**What is being asked**
Output the listing's lines as a numbered list with blank lines omitted. Cover only the lines from the first line of the listing through the line holding "164], [306, 166]]", both ends included.

□ □ □ □ □ □ □

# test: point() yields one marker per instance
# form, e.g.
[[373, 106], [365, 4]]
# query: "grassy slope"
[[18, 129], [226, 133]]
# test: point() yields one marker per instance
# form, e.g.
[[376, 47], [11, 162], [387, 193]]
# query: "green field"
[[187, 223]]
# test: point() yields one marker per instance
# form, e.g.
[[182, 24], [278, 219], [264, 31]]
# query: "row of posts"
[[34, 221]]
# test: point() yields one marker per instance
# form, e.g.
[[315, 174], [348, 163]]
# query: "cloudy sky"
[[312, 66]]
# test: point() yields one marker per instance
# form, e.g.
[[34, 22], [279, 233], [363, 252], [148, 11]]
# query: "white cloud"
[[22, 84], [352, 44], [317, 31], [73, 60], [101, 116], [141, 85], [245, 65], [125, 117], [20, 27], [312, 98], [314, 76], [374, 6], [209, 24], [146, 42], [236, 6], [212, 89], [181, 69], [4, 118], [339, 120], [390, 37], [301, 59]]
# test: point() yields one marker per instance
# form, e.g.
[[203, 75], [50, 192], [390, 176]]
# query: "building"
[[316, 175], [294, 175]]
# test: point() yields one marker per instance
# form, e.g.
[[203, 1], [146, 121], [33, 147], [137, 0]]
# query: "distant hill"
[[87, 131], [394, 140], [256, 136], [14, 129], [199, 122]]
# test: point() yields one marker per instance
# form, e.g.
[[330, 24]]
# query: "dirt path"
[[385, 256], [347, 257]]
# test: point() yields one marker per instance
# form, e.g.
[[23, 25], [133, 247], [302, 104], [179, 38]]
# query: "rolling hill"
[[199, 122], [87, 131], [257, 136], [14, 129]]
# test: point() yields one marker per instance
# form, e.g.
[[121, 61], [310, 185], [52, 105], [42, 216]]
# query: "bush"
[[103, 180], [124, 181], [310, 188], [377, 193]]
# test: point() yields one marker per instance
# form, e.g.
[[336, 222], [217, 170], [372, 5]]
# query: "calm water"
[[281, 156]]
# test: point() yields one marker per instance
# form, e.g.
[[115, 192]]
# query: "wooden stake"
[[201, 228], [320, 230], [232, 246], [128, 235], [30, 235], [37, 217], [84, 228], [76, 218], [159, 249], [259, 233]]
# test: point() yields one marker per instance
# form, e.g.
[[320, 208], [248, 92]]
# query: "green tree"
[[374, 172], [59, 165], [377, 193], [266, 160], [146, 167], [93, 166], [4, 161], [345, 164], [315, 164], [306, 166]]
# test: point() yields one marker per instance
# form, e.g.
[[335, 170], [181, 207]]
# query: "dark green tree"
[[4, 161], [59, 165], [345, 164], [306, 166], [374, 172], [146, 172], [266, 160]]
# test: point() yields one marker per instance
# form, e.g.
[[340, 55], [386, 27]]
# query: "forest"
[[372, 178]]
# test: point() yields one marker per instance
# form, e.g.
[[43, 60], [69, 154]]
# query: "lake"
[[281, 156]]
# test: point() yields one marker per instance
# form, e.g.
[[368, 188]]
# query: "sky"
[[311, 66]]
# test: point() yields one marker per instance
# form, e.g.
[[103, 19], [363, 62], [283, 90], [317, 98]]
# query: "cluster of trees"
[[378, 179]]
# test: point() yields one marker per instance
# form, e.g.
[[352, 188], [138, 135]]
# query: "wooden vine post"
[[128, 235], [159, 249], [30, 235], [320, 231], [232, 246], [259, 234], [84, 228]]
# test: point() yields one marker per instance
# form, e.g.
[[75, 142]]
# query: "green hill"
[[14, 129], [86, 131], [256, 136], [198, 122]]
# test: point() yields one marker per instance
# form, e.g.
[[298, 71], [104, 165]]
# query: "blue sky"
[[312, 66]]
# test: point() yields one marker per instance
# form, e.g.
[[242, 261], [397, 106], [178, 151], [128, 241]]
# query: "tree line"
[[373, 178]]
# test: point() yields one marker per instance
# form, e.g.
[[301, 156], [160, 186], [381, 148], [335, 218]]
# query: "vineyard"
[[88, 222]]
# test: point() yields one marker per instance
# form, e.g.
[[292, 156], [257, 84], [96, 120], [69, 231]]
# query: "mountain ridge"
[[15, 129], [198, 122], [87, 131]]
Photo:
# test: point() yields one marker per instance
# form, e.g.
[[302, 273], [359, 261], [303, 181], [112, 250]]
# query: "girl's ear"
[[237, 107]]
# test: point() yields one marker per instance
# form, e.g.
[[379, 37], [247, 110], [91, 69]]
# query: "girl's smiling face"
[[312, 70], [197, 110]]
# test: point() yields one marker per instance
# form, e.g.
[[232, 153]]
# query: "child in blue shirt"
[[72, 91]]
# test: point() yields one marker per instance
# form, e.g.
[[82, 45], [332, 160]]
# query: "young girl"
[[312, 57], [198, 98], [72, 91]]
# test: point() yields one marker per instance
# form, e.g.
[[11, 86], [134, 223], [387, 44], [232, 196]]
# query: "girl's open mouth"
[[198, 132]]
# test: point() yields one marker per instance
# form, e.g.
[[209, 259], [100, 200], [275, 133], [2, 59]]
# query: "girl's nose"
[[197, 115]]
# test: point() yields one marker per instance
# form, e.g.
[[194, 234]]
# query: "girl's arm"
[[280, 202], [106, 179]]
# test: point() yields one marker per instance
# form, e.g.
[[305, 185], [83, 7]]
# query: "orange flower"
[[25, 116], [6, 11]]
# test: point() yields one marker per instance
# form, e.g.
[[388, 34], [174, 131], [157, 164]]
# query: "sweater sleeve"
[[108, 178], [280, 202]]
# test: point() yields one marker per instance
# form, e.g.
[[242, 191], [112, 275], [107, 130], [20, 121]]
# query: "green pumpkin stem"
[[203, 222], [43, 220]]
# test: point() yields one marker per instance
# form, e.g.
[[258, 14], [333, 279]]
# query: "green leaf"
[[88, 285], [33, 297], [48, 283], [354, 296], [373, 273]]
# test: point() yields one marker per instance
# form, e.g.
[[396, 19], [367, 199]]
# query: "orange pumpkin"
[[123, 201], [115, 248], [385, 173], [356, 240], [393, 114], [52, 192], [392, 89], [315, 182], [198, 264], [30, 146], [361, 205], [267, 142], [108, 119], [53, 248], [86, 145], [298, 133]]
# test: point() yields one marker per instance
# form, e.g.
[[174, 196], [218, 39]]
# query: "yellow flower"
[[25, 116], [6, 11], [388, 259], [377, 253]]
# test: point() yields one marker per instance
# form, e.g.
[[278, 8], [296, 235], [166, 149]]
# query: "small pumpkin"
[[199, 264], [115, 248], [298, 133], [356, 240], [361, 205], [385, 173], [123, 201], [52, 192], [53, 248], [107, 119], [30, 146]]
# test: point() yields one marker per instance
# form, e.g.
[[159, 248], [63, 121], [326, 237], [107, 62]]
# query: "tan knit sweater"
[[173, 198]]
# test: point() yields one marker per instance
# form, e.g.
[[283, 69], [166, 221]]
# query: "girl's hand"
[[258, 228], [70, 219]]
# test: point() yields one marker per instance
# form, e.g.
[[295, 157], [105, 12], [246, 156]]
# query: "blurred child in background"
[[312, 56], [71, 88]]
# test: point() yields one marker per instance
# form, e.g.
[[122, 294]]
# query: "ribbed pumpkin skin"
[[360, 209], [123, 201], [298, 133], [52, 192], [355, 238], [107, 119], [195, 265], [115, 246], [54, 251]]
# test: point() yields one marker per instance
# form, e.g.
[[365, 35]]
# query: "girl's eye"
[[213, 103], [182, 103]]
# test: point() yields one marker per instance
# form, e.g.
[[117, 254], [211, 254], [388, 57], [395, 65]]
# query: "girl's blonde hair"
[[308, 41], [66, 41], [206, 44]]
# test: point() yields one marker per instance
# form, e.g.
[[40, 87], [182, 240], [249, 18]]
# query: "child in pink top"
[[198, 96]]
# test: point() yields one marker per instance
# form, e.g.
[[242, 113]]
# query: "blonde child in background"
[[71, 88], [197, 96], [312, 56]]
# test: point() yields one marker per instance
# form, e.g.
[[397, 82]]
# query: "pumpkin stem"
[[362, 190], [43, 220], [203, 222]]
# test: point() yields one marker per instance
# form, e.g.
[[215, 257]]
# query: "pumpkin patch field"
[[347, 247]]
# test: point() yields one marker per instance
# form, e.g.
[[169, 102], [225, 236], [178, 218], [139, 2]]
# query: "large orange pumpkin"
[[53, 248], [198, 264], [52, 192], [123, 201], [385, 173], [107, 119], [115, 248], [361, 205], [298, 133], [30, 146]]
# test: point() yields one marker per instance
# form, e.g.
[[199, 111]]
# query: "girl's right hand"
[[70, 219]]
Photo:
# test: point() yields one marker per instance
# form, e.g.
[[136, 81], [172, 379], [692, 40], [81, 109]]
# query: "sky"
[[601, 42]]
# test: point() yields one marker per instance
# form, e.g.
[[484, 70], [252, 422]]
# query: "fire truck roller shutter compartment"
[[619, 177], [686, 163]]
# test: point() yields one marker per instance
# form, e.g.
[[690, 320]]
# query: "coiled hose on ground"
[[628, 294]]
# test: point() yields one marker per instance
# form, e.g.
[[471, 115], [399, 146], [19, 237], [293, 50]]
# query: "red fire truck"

□ □ □ □ □ □ □

**Problem solution**
1. # test: point() yields one marker per instance
2. # form, e.g.
3. [[373, 106], [365, 4]]
4. # query: "grassy slope"
5. [[18, 129], [226, 133]]
6. # test: point() yields one marker per instance
7. # form, e.g.
8. [[376, 47], [11, 162], [387, 193]]
9. # query: "green field"
10. [[187, 223]]
11. # test: point() yields one marker per instance
12. # form, e.g.
13. [[182, 24], [278, 219], [264, 31]]
14. # query: "row of posts"
15. [[34, 221]]
16. # test: point() yields one marker per instance
17. # form, e.g.
18. [[315, 174], [348, 163]]
19. # query: "cloudy sky"
20. [[312, 66]]
21. # test: point() yields one marker per instance
22. # form, e.g.
23. [[34, 22], [279, 233], [363, 252], [148, 11]]
24. # query: "white cloud"
25. [[22, 84], [352, 44], [317, 31], [73, 60], [101, 116], [141, 85], [245, 65], [125, 117], [20, 27], [312, 98], [314, 76], [374, 6], [209, 24], [146, 42], [236, 6], [212, 89], [181, 69], [4, 118], [339, 120], [390, 37], [301, 59]]
26. # test: point() yields one marker per instance
27. # form, e.g.
28. [[203, 75], [50, 192], [390, 176]]
29. # query: "building"
30. [[316, 175], [294, 175]]
31. # test: point() yields one marker per instance
32. # form, e.g.
33. [[203, 1], [146, 121], [33, 147], [137, 0]]
34. # query: "distant hill"
35. [[87, 131], [394, 140], [256, 136], [14, 129], [199, 122]]
36. # test: point() yields one marker per instance
37. # form, e.g.
38. [[330, 24]]
39. # query: "dirt path"
40. [[385, 256], [347, 257]]
41. # test: point() yields one marker per instance
42. # form, e.g.
43. [[23, 25], [133, 247], [302, 104], [179, 38]]
44. # query: "rolling hill"
45. [[199, 122], [87, 131], [257, 136], [14, 129]]
46. # test: point() yields one marker per instance
47. # form, e.g.
48. [[121, 61], [310, 185], [52, 105], [42, 216]]
49. # query: "bush"
50. [[103, 180], [124, 181], [310, 188], [377, 193]]
51. # test: point() yields one marker per instance
52. # form, e.g.
53. [[336, 222], [217, 170], [372, 5]]
54. # query: "calm water"
55. [[281, 156]]
56. # test: point() yields one marker per instance
57. # form, e.g.
58. [[115, 192]]
59. # query: "wooden stake"
60. [[201, 228], [320, 230], [232, 246], [128, 235], [30, 235], [37, 217], [84, 228], [76, 218], [159, 249], [259, 233]]
61. # test: point() yields one marker per instance
62. # form, e.g.
63. [[320, 208], [248, 92]]
64. # query: "green tree"
65. [[374, 172], [59, 165], [377, 193], [266, 160], [146, 167], [93, 166], [4, 161], [345, 164], [315, 164], [306, 166]]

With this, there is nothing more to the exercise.